**SET TASK 1**
According to the interview excerpt, why does the artist send a finished image to a phone?
**SET TASK 2**
Write out the interview excerpt word for word, from "Do you follow" up to and including "that need improvement.".

**SOURCE EXTRACT**
Certain old-world painters – such as an Italian Renaissance artist who I’m completely crazy about named Carlo Crivelli – were so ahead of their time. He and several of his contemporaries created hyper-real modern works using just a few pigments, a wooden board as a support and rudimentary brushes – that’s it!  

Do you follow a very regimented process to create the Voglio Bene aesthetic, or are you highly experimental?

I spend hours extracting elements from historical paintings and then transforming figures with make-up and tattoos. Once an entirely new character with all of those visual flourishes finally emerges, I create the environment and the atmosphere surrounding them. When I think my work of art is finished, I send the image to my phone so that I can view it in a smaller format, which helps me to spot any areas that need improvement.

La Santa di u Niolu and Marie Madeleine are both quite reminiscent of the otherworldly, over-the-top aesthetic of Pierre Commoy and Gilles Blanchard (aka Pierre et Gilles). Are they among your top art heroes?

**DATA EXTRACT**
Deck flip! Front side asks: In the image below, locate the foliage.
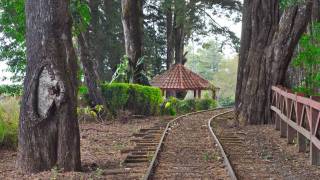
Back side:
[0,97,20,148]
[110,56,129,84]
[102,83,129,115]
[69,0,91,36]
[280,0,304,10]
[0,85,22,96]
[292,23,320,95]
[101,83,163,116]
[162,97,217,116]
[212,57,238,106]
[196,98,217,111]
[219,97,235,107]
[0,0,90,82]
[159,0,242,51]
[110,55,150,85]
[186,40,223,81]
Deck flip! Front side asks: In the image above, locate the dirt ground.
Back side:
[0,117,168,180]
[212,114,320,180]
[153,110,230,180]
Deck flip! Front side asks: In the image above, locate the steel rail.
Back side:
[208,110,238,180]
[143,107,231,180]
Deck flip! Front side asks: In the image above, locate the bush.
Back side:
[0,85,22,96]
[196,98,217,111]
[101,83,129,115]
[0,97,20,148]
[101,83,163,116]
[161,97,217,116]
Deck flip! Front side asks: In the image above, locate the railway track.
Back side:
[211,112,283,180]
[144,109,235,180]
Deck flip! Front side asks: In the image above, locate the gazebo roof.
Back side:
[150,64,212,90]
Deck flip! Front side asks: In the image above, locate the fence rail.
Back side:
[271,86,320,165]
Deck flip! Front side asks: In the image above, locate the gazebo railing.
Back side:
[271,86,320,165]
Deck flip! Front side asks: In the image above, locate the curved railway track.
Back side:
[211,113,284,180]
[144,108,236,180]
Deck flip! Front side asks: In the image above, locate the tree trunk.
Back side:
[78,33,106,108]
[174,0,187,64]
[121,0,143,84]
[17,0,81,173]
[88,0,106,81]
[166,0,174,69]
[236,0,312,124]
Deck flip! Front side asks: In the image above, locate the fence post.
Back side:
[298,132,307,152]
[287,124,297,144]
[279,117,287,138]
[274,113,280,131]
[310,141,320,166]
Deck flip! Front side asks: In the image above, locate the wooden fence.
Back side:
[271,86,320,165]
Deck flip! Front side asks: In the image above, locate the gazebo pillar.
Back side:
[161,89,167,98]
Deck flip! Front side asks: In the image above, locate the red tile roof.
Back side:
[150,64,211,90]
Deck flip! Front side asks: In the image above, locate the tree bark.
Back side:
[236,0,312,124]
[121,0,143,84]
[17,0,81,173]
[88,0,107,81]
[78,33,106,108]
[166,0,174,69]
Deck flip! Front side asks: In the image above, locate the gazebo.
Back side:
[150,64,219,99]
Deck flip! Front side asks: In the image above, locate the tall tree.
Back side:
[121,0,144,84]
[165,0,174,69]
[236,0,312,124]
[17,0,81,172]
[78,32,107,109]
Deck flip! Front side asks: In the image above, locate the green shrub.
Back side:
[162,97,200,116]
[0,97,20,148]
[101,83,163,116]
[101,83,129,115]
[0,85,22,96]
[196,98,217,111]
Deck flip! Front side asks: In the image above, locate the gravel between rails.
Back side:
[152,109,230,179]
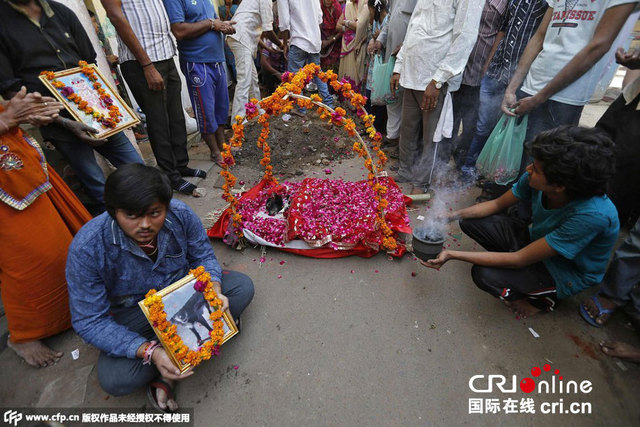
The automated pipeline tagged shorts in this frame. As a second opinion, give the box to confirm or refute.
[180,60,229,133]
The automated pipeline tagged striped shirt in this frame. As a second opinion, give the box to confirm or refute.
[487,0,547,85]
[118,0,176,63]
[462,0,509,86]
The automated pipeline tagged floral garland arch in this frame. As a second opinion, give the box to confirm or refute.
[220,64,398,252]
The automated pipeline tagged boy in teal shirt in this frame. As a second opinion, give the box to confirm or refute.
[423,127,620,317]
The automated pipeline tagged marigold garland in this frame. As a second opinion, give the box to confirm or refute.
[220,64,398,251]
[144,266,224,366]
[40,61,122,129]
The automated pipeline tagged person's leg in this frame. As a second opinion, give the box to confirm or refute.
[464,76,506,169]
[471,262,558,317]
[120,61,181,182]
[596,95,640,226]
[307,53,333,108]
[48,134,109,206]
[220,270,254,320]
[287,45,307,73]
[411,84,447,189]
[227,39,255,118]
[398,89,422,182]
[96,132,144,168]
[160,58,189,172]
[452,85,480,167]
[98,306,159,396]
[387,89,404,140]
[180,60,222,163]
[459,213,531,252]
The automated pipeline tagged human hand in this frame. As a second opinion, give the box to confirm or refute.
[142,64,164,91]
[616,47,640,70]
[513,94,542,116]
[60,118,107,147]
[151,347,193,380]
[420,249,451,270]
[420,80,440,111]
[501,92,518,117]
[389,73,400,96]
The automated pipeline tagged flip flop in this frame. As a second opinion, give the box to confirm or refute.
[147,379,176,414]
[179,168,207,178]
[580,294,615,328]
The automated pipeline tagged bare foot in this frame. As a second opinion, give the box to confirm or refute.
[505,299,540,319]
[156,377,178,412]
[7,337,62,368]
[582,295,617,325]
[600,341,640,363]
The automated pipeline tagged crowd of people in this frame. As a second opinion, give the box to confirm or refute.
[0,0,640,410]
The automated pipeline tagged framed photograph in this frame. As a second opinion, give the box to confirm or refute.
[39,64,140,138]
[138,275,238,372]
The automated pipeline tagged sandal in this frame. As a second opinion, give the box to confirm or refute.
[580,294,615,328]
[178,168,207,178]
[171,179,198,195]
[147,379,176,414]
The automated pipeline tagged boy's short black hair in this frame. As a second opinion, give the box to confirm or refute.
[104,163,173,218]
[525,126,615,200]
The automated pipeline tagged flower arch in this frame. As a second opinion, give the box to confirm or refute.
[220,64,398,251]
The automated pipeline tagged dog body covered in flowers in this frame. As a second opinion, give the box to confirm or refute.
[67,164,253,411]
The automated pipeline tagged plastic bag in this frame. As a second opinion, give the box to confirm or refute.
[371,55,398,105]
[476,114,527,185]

**RESPONSE 1**
To view it in a smaller format, which helps the artist spot any areas that need improvement.

**RESPONSE 2**
Do you follow a very regimented process to create the Voglio Bene aesthetic, or are you highly experimental?

I spend hours extracting elements from historical paintings and then transforming figures with make-up and tattoos. Once an entirely new character with all of those visual flourishes finally emerges, I create the environment and the atmosphere surrounding them. When I think my work of art is finished, I send the image to my phone so that I can view it in a smaller format, which helps me to spot any areas that need improvement.